2020 is getting old!

This is the last print issue of the Washington Examiner magazine of 2020, which invites rumination on the 12 months we’ve just gone through and also prompts thoughts about what lies ahead.

Last week, I said 2020 was a pestilential year, a literal truth from which few will demur even if the description is interpreted in a figurative sense. COVID-19 has accounted for more than 300,000 deaths, and attendant lockdowns will kill even more businesses than that. Many people’s livelihoods have been destroyed and their savings vaporized. The fortunate fact that America’s economy has proved wonderfully robust, and with vaccines now being administered should strengthen yet further, does not extenuate the disaster that the pandemic has been for many.

And the pandemic was by no means all we had to endure. Areas of urban America descended into months of anarchy during which mobs of vandals and looters were encouraged by Democrats, including some elected to govern those cities. It was a grotesque act of betrayal by the party of the Left. The “summer of love,” as it was egregiously dubbed, showed what America’s radicals would do to this great nation if given the chance. They don’t want America to succeed and will try to undermine it at every possible point of attack. We’ll see soon whether the election — it’s not over, because two Senate seats remain undecided in Georgia — will give these predators the opportunity they crave, explicitly proclaimed by the likes of Sen. Chuck Schumer, to change the country.

But there are fonder memories, too, from 2020, even if they are bittersweet. We remember and this week celebrate the lives of conservatives who have died in the past year. Some were dear friends whose parting leaves a gap in our personal lives. But the work of all of them streamed with crystal clarity into the intellectual current of America. They bequeathed to us a body of work that will enrich us for years to come.

■ **WHAT YOU NEED TO DO**
Pick up the 2020 year-end editorial after its final sentence and keep writing it.

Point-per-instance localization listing
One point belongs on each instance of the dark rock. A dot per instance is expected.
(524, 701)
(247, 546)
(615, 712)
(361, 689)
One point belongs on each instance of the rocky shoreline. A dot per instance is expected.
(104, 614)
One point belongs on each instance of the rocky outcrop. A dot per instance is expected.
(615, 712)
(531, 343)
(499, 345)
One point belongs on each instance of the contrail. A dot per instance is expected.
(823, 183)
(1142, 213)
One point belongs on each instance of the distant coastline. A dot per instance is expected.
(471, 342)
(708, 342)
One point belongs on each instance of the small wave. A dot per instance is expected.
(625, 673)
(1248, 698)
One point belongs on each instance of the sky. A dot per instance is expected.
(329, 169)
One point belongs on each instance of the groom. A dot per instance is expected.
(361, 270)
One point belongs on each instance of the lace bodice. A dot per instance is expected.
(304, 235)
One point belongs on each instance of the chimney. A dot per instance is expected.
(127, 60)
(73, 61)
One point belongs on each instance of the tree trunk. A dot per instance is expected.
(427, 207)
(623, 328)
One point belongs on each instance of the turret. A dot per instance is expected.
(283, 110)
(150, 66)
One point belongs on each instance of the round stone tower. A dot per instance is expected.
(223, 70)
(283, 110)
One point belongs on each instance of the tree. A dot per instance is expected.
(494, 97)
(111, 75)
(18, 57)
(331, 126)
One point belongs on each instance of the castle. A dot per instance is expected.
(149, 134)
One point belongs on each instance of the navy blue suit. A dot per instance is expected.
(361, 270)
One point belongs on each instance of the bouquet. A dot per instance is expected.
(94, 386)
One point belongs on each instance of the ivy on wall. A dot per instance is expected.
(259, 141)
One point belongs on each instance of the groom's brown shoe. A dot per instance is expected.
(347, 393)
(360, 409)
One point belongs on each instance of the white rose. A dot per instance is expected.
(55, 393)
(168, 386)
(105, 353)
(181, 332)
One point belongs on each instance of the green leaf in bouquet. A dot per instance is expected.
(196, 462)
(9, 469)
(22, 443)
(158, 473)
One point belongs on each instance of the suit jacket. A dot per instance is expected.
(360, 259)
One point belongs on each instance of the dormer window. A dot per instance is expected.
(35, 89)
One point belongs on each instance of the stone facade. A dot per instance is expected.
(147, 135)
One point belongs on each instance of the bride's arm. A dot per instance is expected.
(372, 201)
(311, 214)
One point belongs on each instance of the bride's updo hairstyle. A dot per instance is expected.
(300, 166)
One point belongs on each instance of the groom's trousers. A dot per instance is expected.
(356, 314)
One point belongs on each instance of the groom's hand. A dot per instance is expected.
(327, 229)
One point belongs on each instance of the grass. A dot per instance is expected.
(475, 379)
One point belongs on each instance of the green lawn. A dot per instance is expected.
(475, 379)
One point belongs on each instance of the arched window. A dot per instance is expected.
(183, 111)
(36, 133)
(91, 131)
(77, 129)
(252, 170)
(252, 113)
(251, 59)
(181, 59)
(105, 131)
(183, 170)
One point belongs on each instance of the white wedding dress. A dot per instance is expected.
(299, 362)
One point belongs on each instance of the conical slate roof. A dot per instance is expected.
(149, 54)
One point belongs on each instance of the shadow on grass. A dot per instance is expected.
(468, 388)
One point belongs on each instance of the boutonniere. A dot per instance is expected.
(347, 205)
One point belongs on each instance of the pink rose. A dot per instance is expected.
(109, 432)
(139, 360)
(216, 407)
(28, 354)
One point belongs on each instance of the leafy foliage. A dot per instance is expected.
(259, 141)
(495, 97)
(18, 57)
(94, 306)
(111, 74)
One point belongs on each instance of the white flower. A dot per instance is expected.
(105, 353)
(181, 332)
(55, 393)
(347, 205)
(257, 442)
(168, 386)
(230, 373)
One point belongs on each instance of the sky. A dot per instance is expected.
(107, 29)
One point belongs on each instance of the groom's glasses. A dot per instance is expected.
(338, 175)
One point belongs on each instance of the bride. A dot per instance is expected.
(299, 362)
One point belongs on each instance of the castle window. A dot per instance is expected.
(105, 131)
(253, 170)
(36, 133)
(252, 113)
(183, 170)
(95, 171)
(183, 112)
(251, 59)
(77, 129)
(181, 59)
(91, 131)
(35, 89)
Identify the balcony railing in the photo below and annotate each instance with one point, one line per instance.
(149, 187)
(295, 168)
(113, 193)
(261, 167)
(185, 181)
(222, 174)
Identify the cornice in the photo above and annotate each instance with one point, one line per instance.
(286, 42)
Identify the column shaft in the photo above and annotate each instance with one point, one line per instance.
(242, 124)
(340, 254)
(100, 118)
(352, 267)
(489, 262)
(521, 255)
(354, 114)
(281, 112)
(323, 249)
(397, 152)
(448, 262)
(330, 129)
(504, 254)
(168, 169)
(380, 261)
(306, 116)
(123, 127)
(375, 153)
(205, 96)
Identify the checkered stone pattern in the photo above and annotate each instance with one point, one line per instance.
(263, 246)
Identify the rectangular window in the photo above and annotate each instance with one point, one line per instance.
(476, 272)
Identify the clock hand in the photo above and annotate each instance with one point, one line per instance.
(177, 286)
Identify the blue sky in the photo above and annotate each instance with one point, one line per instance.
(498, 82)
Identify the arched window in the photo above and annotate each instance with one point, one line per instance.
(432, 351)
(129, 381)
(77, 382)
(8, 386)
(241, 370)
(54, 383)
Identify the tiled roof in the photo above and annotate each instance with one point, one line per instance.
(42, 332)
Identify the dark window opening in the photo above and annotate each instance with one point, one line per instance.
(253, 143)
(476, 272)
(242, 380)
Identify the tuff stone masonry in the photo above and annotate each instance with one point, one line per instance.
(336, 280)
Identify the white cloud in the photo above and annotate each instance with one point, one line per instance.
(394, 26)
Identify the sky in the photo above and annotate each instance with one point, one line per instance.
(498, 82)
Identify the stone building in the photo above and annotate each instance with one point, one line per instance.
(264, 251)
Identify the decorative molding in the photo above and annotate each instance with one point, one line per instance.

■ **SOLVED PROBLEM**
I want to take this opportunity, too, to thank another great body of people whose presence in 2020 has been a constant source of gratitude. I refer to our scores of thousands of magazine subscribers, more numerous now than at any time before, whose taste for intelligent, open-minded, lively, and thoughtful conservative writing on politics and culture is an abiding inspiration to all of us who work on this publication.

As we step across the threshold into 2021, we hope to bring you an even better magazine, and invite you to journey with us through the next 12 months. The Washington Examiner will hold the new administration to account and will stand forthrightly, as it always has, for conservative values, preeminently the foundational freedoms guaranteed in the Bill of Rights. In addition to doing all we can to defend this nation’s oldest and best ideas, we will bring you the new ones being raised by emerging political leaders. We intend to influence and help shape those ideas. Stay with us — and read all about it.